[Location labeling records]
┌────────
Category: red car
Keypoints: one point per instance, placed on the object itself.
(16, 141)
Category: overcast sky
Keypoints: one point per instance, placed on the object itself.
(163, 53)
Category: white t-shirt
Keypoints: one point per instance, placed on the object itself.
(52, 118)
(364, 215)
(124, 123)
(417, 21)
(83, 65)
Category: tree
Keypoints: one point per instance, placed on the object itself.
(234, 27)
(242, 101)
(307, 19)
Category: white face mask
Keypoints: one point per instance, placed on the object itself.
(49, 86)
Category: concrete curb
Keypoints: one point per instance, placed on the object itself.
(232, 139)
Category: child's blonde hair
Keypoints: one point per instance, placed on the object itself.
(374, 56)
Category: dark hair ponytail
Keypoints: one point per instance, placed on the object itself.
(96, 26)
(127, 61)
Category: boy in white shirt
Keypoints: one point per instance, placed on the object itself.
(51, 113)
└────────
** GOAL **
Take the entries above and copy them out exactly.

** SOLUTION **
Category: red car
Keypoints: one point per instance, placed on the object itself.
(16, 141)
Category: overcast sky
Keypoints: one point per instance, placed on the object itself.
(163, 53)
Category: white t-shirt
Keypoints: one point per instance, placed on the object itself.
(52, 118)
(364, 215)
(124, 123)
(417, 21)
(83, 65)
Category: tree
Keypoints: one point per instance, placed on the object itself.
(234, 27)
(242, 101)
(307, 19)
Category: white face mask
Keypoints: one point per instance, placed on the object itself.
(49, 86)
Category: concrete curb
Keypoints: one point per instance, placed on the object itself.
(232, 139)
Category: child's blonde hair
Keypoints: one point per instance, placed on the object itself.
(374, 56)
Category: dark hair ponytail
Keypoints: one point per instance, placed on the object itself.
(96, 26)
(127, 61)
Category: boy in white shirt
Keypoints: one point per instance, placed on the object itself.
(51, 113)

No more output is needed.